• [TEXTE FOURNI]

Cour de justice de l’Union européenne, le 4 octobre 2024, n°C-446/21

La Cour de justice de l’Union européenne, par un arrêt rendu le 4 octobre 2024, précise les contours de la protection des données personnelles face aux pratiques publicitaires. L’affaire concerne un utilisateur de réseau social contestant l’agrégation massive de ses informations personnelles, collectées sur diverses plateformes, à des fins de ciblage publicitaire personnalisé. La société gestionnaire du service collecte systématiquement les activités numériques des inscrits, tant sur son interface propre que sur des sites tiers partenaires, par des outils techniques. Le demandeur soutient que ce traitement viole les dispositions du règlement général sur la protection des données, notamment concernant ses centres d’intérêt et son orientation sexuelle.

Après des décisions défavorables rendues par le tribunal régional de Vienne puis le tribunal régional supérieur de Vienne, la Cour suprême d’Autriche saisit le juge européen. La juridiction de renvoi s’interroge sur la compatibilité de l’agrégation indifférenciée de données avec le principe de minimisation et sur l’effet d’une déclaration publique de l’intéressé. Le juge de l’Union répond que le droit européen s’oppose à une exploitation temporelle illimitée des données et restreint l’usage des informations sensibles malgré une divulgation volontaire.

I. L’encadrement impératif de la collecte de données par le principe de minimisation

A. Le rejet d’une exploitation globale et indifférenciée des informations

La Cour rappelle que les données personnelles doivent être « adéquates, pertinentes et limitées à ce qui est nécessaire au regard des finalités pour lesquelles elles sont traitées ». Cette exigence constitutionnelle interdit au responsable du traitement de procéder à une collecte généralisée de données qui ne seraient pas strictement indispensables aux objectifs publicitaires poursuivis. L’agrégation de l’ensemble des informations obtenues auprès de tiers ou sur la plateforme constitue une ingérence disproportionnée dans les droits fondamentaux au respect de la vie privée. L’utilisateur ne saurait subir une surveillance continue de son comportement numérique pour le seul bénéfice de la diffusion de contenus promotionnels ciblés selon ses habitudes de consommation.

(Liste des données)
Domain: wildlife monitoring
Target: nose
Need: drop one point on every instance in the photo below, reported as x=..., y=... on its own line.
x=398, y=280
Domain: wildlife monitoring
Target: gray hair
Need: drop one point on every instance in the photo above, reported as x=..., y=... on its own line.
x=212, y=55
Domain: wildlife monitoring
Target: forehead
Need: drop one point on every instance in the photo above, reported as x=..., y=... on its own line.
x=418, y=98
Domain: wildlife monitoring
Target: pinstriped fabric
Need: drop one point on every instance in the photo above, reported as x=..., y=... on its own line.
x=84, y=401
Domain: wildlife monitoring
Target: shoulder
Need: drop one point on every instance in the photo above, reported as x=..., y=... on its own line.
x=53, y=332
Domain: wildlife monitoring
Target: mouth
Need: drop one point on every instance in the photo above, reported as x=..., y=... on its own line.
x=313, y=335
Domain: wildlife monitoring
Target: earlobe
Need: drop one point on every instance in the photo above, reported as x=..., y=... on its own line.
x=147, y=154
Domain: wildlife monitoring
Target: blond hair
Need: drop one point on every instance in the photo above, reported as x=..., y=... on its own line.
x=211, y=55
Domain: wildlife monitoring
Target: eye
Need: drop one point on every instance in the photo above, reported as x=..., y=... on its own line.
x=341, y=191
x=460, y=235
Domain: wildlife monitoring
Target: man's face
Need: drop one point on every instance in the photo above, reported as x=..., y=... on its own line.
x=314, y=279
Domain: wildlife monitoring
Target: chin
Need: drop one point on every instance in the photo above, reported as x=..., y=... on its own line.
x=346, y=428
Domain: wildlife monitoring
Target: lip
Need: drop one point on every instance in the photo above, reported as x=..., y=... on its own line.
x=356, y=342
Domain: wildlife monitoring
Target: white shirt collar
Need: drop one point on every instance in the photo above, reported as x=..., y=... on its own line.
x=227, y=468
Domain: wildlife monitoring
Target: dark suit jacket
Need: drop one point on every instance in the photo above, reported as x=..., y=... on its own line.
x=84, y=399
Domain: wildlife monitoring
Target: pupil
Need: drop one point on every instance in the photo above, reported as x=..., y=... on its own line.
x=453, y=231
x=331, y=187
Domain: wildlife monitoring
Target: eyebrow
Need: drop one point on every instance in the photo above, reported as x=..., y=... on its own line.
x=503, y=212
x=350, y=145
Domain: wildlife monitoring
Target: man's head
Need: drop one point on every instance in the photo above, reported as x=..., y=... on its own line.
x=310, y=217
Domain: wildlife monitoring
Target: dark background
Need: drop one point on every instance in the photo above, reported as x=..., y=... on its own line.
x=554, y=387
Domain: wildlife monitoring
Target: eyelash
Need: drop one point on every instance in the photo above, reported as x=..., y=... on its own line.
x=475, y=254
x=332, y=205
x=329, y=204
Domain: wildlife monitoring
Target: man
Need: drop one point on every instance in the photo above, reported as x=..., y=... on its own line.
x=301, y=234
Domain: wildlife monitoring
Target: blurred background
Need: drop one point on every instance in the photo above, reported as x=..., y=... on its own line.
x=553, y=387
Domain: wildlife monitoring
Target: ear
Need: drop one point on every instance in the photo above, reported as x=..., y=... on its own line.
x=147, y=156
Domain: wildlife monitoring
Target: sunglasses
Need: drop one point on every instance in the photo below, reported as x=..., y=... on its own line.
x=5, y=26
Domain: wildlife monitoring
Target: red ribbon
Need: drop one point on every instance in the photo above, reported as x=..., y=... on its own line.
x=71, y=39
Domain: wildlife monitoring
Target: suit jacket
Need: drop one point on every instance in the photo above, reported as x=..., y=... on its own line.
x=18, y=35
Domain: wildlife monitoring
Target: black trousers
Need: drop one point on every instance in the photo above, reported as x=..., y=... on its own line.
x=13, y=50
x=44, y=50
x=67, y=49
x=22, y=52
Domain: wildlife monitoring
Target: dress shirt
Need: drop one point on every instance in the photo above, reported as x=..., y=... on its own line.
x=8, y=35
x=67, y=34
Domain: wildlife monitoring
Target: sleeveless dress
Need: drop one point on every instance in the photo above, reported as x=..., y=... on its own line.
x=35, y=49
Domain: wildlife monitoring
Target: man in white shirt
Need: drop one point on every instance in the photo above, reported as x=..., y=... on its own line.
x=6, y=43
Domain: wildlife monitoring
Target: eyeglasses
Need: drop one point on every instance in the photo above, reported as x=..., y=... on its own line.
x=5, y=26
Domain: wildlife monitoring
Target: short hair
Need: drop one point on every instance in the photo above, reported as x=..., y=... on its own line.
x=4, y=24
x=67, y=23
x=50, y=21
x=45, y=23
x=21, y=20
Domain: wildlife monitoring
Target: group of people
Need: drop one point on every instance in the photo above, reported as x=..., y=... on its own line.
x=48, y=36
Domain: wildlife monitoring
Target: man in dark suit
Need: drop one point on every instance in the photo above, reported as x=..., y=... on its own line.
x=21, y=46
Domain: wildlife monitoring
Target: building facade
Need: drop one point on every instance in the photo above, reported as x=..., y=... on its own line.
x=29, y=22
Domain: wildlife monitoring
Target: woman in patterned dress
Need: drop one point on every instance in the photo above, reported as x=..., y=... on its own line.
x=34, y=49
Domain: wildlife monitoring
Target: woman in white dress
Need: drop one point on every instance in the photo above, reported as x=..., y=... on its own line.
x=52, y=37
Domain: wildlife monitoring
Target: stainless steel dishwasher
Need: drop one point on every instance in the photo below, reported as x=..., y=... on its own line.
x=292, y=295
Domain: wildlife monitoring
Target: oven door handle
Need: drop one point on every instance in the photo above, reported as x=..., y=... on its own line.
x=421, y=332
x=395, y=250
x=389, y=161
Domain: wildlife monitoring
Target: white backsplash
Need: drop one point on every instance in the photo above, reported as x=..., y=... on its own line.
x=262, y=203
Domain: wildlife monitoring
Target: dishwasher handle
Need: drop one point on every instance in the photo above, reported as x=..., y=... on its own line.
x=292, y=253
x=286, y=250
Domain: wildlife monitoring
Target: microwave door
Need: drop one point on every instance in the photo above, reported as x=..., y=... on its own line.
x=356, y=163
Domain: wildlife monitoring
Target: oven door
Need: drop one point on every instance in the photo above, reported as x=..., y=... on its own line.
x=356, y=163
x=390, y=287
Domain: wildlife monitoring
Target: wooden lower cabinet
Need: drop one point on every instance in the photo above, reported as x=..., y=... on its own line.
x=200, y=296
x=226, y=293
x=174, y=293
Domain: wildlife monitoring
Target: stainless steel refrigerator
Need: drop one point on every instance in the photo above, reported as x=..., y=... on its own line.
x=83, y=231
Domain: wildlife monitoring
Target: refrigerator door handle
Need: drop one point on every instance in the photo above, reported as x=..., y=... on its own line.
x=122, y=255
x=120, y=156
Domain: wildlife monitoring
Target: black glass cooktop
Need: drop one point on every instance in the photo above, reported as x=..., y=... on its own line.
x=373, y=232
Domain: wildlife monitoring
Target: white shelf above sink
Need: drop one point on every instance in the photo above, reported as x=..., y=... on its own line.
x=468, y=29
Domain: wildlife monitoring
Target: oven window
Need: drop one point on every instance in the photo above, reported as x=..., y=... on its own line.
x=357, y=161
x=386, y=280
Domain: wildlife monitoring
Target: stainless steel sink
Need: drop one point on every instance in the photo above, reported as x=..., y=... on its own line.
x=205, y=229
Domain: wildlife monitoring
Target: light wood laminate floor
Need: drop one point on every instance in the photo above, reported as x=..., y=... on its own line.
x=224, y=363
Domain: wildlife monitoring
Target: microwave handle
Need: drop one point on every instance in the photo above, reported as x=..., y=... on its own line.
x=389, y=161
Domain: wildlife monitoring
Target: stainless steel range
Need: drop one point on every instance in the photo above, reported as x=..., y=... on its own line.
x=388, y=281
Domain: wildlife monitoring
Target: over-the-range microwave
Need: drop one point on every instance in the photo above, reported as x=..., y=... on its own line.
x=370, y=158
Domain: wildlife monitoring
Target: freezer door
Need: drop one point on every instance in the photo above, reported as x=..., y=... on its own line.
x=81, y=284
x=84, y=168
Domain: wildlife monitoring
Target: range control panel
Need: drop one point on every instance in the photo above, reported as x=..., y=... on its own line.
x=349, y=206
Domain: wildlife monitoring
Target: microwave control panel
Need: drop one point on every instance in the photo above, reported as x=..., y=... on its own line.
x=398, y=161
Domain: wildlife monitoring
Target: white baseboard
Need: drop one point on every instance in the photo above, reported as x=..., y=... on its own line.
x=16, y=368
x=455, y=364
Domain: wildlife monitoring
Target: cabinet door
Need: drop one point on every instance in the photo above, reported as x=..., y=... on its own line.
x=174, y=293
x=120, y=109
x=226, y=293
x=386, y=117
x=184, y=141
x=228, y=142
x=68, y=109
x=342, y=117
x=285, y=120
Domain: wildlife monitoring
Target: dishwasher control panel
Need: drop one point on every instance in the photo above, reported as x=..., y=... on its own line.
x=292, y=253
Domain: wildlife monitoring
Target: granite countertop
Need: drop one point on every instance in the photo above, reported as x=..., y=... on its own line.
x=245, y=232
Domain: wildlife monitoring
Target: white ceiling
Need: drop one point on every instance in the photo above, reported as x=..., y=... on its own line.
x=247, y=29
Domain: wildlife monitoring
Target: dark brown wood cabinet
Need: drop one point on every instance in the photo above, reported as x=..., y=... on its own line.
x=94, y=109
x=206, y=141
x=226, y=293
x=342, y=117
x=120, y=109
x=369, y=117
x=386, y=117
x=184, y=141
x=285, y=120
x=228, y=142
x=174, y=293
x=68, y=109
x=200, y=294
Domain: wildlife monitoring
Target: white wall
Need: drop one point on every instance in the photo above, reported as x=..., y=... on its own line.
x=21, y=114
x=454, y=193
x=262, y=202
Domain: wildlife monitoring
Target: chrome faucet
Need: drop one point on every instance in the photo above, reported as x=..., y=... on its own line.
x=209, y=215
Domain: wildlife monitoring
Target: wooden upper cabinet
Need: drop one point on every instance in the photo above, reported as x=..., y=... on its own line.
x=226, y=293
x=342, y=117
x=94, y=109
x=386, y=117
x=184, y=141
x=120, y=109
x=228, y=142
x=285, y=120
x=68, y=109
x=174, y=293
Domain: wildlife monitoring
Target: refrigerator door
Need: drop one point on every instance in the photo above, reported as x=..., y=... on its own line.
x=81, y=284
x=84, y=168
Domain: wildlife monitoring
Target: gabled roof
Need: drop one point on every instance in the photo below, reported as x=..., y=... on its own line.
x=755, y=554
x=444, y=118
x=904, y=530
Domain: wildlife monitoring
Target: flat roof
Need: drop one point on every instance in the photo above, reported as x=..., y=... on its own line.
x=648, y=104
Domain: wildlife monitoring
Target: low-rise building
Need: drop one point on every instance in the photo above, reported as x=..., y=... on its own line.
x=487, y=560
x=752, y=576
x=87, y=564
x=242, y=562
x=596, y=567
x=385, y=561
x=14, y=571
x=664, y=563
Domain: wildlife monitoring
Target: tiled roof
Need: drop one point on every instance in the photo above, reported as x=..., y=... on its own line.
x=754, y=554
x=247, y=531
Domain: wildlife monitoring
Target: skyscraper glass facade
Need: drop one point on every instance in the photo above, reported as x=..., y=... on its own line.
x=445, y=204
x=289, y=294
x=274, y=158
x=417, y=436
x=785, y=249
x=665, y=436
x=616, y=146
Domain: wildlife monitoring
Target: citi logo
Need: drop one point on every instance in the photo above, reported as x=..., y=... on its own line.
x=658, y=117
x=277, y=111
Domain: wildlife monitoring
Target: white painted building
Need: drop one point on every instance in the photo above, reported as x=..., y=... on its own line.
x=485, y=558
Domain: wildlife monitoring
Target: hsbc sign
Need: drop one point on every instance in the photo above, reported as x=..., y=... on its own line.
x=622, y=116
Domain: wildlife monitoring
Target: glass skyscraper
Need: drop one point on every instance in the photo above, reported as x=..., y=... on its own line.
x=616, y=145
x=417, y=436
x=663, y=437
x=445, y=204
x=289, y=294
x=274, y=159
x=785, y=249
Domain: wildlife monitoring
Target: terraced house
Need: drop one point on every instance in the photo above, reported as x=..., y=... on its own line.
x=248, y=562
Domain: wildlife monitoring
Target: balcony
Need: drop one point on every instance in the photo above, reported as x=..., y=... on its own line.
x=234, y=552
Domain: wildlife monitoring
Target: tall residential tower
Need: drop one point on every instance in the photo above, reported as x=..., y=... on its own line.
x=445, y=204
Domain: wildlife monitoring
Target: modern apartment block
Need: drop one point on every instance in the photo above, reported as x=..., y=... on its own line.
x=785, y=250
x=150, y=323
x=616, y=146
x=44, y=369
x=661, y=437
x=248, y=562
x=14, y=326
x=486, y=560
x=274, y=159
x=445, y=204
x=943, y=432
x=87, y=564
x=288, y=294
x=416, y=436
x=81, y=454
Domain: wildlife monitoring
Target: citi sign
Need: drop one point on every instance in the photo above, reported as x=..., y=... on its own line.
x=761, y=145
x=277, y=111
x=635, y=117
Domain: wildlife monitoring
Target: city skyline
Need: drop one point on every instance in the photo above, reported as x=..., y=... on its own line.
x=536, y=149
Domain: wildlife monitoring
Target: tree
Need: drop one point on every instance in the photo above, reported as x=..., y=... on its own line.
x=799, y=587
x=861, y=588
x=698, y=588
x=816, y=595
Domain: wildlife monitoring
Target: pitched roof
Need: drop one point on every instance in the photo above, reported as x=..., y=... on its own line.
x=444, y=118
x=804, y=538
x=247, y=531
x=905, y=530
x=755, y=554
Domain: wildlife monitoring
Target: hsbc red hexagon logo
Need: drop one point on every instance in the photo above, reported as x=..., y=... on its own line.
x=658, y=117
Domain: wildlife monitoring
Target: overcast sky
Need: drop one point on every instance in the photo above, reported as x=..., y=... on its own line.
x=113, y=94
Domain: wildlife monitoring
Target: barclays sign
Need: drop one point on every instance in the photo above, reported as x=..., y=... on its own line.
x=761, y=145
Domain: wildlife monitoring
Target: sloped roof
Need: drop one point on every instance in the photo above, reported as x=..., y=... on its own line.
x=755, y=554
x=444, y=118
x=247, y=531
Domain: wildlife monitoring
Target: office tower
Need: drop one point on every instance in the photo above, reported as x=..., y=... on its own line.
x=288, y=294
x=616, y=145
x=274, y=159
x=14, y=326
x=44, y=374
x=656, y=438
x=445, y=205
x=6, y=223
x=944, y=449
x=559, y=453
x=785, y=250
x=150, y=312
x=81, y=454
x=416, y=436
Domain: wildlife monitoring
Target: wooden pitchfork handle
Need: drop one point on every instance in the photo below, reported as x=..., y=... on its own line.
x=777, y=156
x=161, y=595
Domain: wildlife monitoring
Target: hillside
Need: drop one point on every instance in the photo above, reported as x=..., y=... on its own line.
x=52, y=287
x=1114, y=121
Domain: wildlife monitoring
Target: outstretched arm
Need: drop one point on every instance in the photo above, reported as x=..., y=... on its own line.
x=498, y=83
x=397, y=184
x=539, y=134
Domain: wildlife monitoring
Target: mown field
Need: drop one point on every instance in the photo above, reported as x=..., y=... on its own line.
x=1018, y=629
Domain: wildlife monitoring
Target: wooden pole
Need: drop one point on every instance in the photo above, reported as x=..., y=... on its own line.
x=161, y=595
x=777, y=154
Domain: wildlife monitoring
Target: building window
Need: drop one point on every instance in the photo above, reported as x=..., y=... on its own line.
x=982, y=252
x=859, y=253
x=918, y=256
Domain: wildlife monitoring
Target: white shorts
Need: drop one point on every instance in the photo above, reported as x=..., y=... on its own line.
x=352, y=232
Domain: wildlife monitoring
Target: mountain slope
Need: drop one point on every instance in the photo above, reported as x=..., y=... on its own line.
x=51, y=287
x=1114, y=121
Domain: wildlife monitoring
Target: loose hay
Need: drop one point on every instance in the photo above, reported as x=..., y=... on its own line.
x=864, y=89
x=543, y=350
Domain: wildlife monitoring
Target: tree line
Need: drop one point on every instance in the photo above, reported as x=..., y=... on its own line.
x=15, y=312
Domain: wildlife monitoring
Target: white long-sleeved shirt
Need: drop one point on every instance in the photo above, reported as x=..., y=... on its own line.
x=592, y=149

• [CONSIGNE A]
Relevez toutes les juridictions désignées par leur nom dans le commentaire sur la protection des données personnelles.
• [CONSIGNE B]
Modifiez le commentaire sur la protection des données personnelles en recopiant le passage qui commence à « Après des décisions » et se termine à « une divulgation volontaire. », où « Cour suprême d’Autriche » devient « juridiction suprême autrichienne ».
• [CONSIGNE C]
Répondez à ces questions d’après le commentaire sur la protection des données personnelles.
(i) À quelle date l’arrêt a-t-il été rendu ?
(ii) Quelles informations le demandeur cite-t-il notamment au sujet du traitement qu’il conteste ?
(iii) Avec quel principe la juridiction de renvoi s’interroge-t-elle sur la compatibilité de l’agrégation indifférenciée de données ?

• [RÉPONSE A]
Cour de justice de l’Union européenne
tribunal régional de Vienne
tribunal régional supérieur de Vienne
Cour suprême d’Autriche

• [RÉPONSE B]
Après des décisions défavorables rendues par le tribunal régional de Vienne puis le tribunal régional supérieur de Vienne, la juridiction suprême autrichienne saisit le juge européen. La juridiction de renvoi s’interroge sur la compatibilité de l’agrégation indifférenciée de données avec le principe de minimisation et sur l’effet d’une déclaration publique de l’intéressé. Le juge de l’Union répond que le droit européen s’oppose à une exploitation temporelle illimitée des données et restreint l’usage des informations sensibles malgré une divulgation volontaire.

• [RÉPONSE C]
(i) Le 4 octobre 2024.
(ii) Ses centres d’intérêt et son orientation sexuelle.
(iii) Le principe de minimisation.